Object point labels:
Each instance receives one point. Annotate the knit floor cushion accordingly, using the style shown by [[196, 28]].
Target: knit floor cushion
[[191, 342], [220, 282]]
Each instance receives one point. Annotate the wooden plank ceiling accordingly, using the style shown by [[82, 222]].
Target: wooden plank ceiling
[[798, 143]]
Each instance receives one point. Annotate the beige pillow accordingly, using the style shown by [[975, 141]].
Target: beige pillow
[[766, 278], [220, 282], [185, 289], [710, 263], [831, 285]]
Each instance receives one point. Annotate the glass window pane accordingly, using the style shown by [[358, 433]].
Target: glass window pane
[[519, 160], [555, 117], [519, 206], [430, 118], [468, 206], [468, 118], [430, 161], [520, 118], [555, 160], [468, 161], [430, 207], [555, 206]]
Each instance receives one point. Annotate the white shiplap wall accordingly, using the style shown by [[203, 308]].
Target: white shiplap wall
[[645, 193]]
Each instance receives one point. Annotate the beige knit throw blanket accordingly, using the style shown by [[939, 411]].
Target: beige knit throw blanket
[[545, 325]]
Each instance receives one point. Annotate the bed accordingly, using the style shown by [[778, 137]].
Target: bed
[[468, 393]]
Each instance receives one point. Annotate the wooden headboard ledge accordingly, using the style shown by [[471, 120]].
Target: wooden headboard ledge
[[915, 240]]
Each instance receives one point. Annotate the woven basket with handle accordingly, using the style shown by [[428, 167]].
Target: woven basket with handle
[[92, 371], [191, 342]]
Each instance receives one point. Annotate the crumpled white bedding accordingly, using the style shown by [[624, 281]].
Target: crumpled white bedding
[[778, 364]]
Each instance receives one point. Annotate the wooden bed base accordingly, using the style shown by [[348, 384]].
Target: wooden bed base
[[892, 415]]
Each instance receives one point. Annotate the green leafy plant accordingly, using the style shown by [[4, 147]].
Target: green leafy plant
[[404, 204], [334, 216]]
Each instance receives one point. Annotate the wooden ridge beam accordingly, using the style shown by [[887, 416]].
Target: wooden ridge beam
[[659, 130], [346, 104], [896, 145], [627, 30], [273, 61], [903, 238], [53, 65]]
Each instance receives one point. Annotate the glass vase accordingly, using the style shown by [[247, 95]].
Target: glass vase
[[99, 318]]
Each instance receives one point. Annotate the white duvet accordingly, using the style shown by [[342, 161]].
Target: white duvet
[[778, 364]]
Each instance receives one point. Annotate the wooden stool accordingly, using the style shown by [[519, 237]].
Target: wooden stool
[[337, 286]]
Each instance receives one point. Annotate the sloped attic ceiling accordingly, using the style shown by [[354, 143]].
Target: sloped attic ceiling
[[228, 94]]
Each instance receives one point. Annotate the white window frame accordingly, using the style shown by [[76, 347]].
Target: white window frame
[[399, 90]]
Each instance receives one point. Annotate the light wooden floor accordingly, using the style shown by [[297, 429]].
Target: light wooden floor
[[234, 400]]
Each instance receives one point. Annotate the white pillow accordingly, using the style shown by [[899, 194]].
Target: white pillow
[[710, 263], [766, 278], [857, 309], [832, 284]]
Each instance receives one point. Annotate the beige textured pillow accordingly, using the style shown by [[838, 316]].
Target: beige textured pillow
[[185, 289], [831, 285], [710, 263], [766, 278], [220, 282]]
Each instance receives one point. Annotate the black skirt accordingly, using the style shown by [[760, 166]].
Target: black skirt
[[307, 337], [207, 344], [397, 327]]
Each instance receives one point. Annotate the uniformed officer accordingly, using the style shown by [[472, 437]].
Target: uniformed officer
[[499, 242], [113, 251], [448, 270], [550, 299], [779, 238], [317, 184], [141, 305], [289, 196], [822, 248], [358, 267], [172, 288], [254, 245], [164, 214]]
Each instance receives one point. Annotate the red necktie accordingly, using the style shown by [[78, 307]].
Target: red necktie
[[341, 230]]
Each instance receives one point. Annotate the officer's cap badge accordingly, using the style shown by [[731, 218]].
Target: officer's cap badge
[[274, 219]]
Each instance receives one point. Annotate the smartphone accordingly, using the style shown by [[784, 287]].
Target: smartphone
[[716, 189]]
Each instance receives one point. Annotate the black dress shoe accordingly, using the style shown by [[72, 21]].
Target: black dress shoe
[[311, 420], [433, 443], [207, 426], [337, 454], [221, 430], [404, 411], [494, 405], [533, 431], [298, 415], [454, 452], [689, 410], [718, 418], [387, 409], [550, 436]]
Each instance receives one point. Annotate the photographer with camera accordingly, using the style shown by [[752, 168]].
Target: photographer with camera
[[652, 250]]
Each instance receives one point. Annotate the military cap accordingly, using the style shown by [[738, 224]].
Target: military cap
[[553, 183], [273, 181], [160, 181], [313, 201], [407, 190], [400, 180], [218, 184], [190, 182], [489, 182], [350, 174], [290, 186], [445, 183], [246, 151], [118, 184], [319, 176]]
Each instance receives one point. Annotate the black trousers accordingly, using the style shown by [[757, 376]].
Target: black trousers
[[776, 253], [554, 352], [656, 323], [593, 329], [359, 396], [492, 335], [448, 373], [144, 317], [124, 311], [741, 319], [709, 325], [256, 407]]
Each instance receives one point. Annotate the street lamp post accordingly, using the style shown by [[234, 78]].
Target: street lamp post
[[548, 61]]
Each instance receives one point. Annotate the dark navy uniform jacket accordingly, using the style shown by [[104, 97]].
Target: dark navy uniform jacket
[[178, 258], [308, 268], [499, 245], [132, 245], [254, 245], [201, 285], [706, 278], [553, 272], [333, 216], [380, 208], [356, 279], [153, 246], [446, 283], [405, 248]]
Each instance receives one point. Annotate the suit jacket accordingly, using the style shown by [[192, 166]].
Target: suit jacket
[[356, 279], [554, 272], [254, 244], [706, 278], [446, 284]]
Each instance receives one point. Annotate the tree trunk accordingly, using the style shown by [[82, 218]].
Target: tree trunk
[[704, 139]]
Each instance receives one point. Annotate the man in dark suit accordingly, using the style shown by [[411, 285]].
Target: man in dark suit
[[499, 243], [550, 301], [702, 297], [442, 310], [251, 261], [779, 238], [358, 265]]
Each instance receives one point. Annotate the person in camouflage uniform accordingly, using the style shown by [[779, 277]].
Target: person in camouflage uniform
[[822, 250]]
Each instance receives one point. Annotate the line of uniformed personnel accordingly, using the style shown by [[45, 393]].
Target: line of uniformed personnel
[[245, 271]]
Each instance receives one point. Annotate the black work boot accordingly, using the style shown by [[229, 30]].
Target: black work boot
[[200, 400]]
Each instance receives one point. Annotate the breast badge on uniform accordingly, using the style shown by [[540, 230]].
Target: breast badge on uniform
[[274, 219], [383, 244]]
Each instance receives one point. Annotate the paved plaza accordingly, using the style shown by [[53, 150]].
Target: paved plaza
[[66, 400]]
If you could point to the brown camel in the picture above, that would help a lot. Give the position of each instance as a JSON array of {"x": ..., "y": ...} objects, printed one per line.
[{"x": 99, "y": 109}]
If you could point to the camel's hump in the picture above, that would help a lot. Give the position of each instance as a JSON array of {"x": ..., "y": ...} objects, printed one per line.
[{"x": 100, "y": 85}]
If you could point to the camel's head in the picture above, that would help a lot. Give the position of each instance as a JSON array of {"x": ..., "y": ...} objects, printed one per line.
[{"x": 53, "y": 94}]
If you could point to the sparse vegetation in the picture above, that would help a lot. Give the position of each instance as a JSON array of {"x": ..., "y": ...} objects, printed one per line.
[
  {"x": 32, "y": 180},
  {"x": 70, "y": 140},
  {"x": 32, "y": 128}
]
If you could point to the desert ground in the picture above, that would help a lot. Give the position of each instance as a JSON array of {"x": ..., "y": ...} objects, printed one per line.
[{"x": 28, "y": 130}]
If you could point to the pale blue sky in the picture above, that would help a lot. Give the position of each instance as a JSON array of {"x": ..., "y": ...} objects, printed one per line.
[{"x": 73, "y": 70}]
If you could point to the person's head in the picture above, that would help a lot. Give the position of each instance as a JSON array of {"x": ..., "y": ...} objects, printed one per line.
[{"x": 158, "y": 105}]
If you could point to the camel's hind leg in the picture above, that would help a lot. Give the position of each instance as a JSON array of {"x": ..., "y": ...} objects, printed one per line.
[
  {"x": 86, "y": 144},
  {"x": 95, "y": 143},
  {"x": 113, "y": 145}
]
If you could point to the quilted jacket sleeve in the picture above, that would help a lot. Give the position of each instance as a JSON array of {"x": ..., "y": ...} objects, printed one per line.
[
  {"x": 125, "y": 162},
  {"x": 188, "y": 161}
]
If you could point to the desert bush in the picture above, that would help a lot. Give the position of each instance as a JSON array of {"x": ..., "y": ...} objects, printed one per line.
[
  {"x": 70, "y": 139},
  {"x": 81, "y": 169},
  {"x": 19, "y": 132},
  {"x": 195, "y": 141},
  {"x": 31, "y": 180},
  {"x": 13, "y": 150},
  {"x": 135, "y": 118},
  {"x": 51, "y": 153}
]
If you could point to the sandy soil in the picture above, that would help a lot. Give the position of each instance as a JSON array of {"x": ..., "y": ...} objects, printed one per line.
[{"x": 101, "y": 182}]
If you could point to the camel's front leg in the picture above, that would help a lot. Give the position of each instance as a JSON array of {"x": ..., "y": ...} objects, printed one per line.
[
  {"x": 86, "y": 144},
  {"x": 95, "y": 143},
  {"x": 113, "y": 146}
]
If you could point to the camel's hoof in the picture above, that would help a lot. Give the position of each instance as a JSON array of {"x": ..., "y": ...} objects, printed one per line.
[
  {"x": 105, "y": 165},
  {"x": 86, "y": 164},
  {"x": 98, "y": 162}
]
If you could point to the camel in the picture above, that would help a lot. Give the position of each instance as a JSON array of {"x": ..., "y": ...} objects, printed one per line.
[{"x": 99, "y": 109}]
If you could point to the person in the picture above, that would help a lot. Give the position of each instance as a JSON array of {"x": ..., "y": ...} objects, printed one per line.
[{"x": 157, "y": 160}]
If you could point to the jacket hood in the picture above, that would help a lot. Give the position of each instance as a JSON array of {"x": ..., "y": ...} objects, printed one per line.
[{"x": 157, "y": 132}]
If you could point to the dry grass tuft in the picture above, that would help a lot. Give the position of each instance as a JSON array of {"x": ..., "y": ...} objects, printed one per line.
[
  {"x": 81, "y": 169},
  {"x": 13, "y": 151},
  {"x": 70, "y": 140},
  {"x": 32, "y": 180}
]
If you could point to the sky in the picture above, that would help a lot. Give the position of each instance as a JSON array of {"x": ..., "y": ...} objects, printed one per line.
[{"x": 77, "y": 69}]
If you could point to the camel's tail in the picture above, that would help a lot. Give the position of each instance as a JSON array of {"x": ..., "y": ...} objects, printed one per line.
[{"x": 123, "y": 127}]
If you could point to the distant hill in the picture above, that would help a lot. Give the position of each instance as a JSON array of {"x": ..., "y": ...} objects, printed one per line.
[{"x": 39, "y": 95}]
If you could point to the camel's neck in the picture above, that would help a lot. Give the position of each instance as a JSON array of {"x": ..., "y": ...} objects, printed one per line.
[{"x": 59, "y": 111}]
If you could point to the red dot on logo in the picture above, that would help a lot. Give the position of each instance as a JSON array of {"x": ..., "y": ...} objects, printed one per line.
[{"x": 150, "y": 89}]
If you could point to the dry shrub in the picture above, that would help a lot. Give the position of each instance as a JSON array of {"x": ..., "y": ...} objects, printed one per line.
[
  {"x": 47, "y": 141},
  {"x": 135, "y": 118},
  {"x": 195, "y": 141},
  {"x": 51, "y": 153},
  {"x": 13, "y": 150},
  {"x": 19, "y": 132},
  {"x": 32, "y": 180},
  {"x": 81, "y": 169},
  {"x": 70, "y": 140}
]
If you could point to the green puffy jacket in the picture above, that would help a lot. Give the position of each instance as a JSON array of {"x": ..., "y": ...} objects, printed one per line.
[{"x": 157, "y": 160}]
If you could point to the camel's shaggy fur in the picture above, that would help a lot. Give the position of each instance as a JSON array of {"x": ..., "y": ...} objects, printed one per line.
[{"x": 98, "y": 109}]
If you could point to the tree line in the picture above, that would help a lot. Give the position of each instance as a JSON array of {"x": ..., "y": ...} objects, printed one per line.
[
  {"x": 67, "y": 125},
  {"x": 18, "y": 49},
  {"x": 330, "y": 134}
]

What to do - Rewrite everything from the start of the data down to and including the line containing "[[798, 143]]", requests included. Scale each point coordinate in the answers by 2.05 and round to whole numbers, with halves rounding up, but leave every number in the requests as it is.

Answer to the problem -
Each instance receives one point. Annotate the knit floor cushion accordingly, using the style shown by [[196, 28]].
Target: knit floor cushion
[[392, 701], [451, 578]]
Each instance receives one point. Annotate the wooden plank ceiling accordingly, using the style shown by [[82, 222]].
Target: wooden plank ceiling
[[1636, 293]]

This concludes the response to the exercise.